- **Work required**
Find every line in the items that contains the string "positive" and copy each one out in full.

- **Stored data entries**
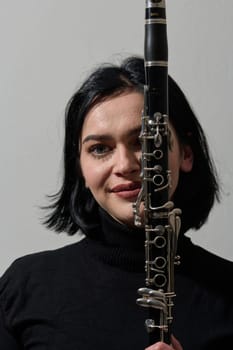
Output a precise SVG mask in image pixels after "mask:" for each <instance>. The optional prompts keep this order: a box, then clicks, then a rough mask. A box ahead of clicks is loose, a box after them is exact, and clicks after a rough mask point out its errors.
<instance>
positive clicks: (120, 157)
mask: <svg viewBox="0 0 233 350" xmlns="http://www.w3.org/2000/svg"><path fill="white" fill-rule="evenodd" d="M140 169H141V163H140V152H135V151H133V150H131V149H128V148H127V147H125V146H122V147H118V149H117V150H116V154H115V160H114V173H115V174H116V175H118V176H125V175H128V174H132V173H136V172H139V173H140Z"/></svg>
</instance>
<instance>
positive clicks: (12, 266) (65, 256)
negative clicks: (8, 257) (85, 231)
mask: <svg viewBox="0 0 233 350" xmlns="http://www.w3.org/2000/svg"><path fill="white" fill-rule="evenodd" d="M84 246H85V239H83V240H82V241H79V242H77V243H73V244H70V245H67V246H65V247H62V248H59V249H56V250H49V251H42V252H38V253H33V254H29V255H26V256H23V257H20V258H18V259H16V260H15V261H14V262H13V263H12V264H11V265H10V266H9V267H8V269H7V270H6V271H5V273H4V274H3V276H2V277H1V278H0V300H1V299H2V298H3V297H5V294H6V293H8V294H9V293H13V291H17V290H18V289H22V287H23V288H24V289H25V288H29V286H30V287H31V285H32V284H37V283H40V284H43V283H47V282H48V283H49V282H51V281H52V280H54V279H56V278H62V275H63V274H65V273H66V272H67V270H68V271H72V269H73V268H74V266H75V267H76V269H77V268H78V266H79V264H81V265H82V260H83V247H84Z"/></svg>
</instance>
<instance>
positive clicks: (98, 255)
mask: <svg viewBox="0 0 233 350" xmlns="http://www.w3.org/2000/svg"><path fill="white" fill-rule="evenodd" d="M88 233H89V234H88V238H87V239H88V240H89V246H91V247H92V253H93V254H94V255H95V256H96V257H97V258H98V259H99V260H101V261H103V262H105V263H107V264H110V265H114V266H118V267H120V268H123V269H126V270H131V271H135V272H143V271H144V266H145V248H144V247H145V233H144V229H143V228H142V229H139V228H135V227H129V226H127V225H125V224H123V223H120V222H118V221H116V220H115V219H114V218H113V217H111V216H110V215H109V214H108V213H107V212H106V211H105V210H103V209H102V208H99V224H98V225H96V227H95V229H94V230H91V232H88ZM186 240H189V238H187V237H185V236H184V235H183V234H181V235H180V237H179V242H178V253H179V254H180V255H182V251H183V248H184V241H186Z"/></svg>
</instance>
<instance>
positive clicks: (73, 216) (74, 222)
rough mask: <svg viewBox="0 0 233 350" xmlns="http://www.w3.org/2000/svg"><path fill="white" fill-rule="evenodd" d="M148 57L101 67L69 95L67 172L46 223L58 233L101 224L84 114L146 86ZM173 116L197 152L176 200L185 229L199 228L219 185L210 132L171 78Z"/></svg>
mask: <svg viewBox="0 0 233 350" xmlns="http://www.w3.org/2000/svg"><path fill="white" fill-rule="evenodd" d="M144 83H145V80H144V60H143V59H142V58H139V57H129V58H127V59H125V60H123V62H122V64H121V65H120V66H116V65H102V66H100V67H99V68H97V69H96V70H95V71H94V72H93V73H92V74H91V75H90V76H89V77H88V78H87V79H86V81H85V82H84V83H83V84H82V85H81V87H80V88H79V90H78V91H77V92H76V93H75V94H74V95H73V97H72V98H71V99H70V101H69V103H68V105H67V108H66V115H65V144H64V176H63V183H62V186H61V188H60V190H59V191H58V192H57V193H56V194H54V195H51V196H49V198H50V201H51V202H50V205H48V206H47V207H46V209H49V214H48V215H47V216H46V218H45V221H44V224H45V225H46V226H47V227H48V228H50V229H54V230H55V231H57V232H62V231H66V232H67V233H68V234H70V235H72V234H74V233H76V232H77V231H78V229H81V230H82V231H83V232H84V233H85V234H86V235H88V234H89V235H90V232H91V228H93V227H95V225H96V224H97V223H98V204H97V202H96V201H95V199H94V198H93V196H92V194H91V192H90V191H89V189H87V188H86V187H85V183H84V178H83V176H82V172H81V168H80V159H79V139H80V134H81V130H82V125H83V122H84V119H85V116H86V115H87V113H88V112H89V111H90V109H91V108H92V107H93V106H94V105H96V104H97V103H99V102H101V101H104V100H105V99H107V98H110V97H112V96H116V95H119V94H121V93H123V92H126V91H129V92H130V91H137V92H141V93H143V90H144ZM168 90H169V120H170V122H171V123H172V125H173V127H174V128H175V130H176V133H177V135H178V138H179V141H180V143H181V145H182V144H183V145H189V146H190V147H191V149H192V151H193V155H194V163H193V169H192V171H191V172H189V173H184V172H182V171H181V172H180V179H179V183H178V187H177V189H176V192H175V194H174V198H173V201H174V203H175V205H176V207H178V208H180V209H181V210H182V220H181V221H182V232H183V233H184V232H185V231H187V230H188V229H190V228H193V229H198V228H200V227H201V226H202V225H203V224H204V222H205V221H206V220H207V218H208V215H209V212H210V210H211V208H212V206H213V204H214V201H215V199H217V200H219V185H218V181H217V175H216V171H215V167H214V164H213V162H212V160H211V157H210V153H209V150H208V145H207V141H206V137H205V134H204V132H203V130H202V128H201V126H200V124H199V122H198V120H197V118H196V117H195V115H194V113H193V111H192V109H191V107H190V105H189V103H188V101H187V99H186V97H185V96H184V94H183V92H182V91H181V89H180V88H179V87H178V85H177V84H176V82H175V81H174V80H173V79H172V78H171V77H169V81H168Z"/></svg>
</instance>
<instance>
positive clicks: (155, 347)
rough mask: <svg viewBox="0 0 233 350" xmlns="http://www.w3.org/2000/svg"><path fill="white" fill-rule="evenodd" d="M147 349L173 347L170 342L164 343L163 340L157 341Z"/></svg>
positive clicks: (167, 349)
mask: <svg viewBox="0 0 233 350" xmlns="http://www.w3.org/2000/svg"><path fill="white" fill-rule="evenodd" d="M145 350H172V347H171V346H170V345H168V344H165V343H163V342H157V343H155V344H153V345H151V346H149V347H148V348H146V349H145ZM175 350H176V349H175ZM177 350H180V349H177ZM181 350H182V349H181Z"/></svg>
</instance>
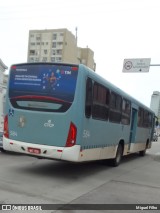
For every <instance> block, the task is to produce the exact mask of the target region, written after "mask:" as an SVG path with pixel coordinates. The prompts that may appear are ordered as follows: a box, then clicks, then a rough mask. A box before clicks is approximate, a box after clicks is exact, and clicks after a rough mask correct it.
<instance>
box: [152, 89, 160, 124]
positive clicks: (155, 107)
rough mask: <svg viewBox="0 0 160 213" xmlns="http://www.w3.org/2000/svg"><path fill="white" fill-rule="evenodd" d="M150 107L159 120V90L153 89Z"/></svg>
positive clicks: (159, 101) (159, 113)
mask: <svg viewBox="0 0 160 213" xmlns="http://www.w3.org/2000/svg"><path fill="white" fill-rule="evenodd" d="M150 108H151V109H152V110H153V111H154V113H155V115H156V116H157V117H158V120H159V121H160V92H158V91H154V92H153V94H152V96H151V103H150Z"/></svg>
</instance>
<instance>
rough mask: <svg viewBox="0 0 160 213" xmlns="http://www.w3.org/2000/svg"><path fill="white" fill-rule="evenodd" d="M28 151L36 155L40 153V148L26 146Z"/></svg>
mask: <svg viewBox="0 0 160 213" xmlns="http://www.w3.org/2000/svg"><path fill="white" fill-rule="evenodd" d="M28 152H29V153H32V154H37V155H38V154H40V153H41V150H40V149H37V148H32V147H28Z"/></svg>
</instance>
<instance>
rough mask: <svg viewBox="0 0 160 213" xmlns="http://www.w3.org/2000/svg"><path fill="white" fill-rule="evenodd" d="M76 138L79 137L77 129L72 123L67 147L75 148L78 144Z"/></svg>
mask: <svg viewBox="0 0 160 213" xmlns="http://www.w3.org/2000/svg"><path fill="white" fill-rule="evenodd" d="M76 137H77V127H76V126H75V125H74V124H73V123H72V122H71V124H70V128H69V131H68V138H67V141H66V147H71V146H74V145H75V144H76Z"/></svg>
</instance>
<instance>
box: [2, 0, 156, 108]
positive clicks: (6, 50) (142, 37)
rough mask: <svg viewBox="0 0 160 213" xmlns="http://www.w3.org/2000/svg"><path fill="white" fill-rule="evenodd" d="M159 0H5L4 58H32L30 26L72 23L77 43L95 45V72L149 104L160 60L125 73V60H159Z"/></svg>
mask: <svg viewBox="0 0 160 213" xmlns="http://www.w3.org/2000/svg"><path fill="white" fill-rule="evenodd" d="M159 21H160V1H159V0H92V1H91V0H67V1H66V0H45V1H39V0H23V1H22V0H14V1H13V0H4V1H2V2H1V4H0V58H1V59H2V61H3V63H4V64H5V65H6V66H7V67H8V68H10V66H11V65H12V64H15V63H23V62H26V61H27V50H28V38H29V37H28V36H29V30H35V29H37V30H42V29H57V28H67V29H68V30H70V31H71V32H72V33H73V34H74V35H75V33H76V32H75V28H76V27H77V29H78V31H77V34H78V46H79V47H82V48H85V47H87V46H88V47H89V48H90V49H92V50H93V51H94V60H95V62H96V72H97V73H98V74H99V75H101V76H102V77H104V78H105V79H107V80H108V81H110V82H111V83H113V84H114V85H116V86H117V87H119V88H121V89H122V90H124V91H125V92H127V93H128V94H130V95H131V96H133V97H134V98H136V99H137V100H139V101H141V102H142V103H143V104H145V105H146V106H148V107H150V101H151V95H152V93H153V91H160V66H150V69H149V72H147V73H124V72H122V69H123V61H124V59H130V58H151V65H153V64H157V65H158V64H159V65H160V27H159Z"/></svg>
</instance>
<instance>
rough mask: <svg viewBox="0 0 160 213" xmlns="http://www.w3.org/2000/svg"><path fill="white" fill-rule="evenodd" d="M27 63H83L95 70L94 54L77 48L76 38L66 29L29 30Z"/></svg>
mask: <svg viewBox="0 0 160 213" xmlns="http://www.w3.org/2000/svg"><path fill="white" fill-rule="evenodd" d="M27 62H64V63H75V64H77V63H83V64H85V65H86V66H88V67H90V68H91V69H93V70H95V62H94V52H93V51H92V50H91V49H90V48H79V47H77V38H76V37H75V36H74V35H73V34H72V33H71V32H70V31H69V30H67V29H51V30H30V31H29V41H28V56H27Z"/></svg>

- **Output below**
positive clicks: (120, 157)
positive clicks: (12, 266) (65, 256)
positive clicks: (98, 255)
positive clicks: (73, 216) (74, 222)
positive clicks: (155, 347)
positive clicks: (167, 349)
positive clicks: (155, 107)
positive clicks: (159, 101) (159, 113)
positive clicks: (6, 50) (142, 37)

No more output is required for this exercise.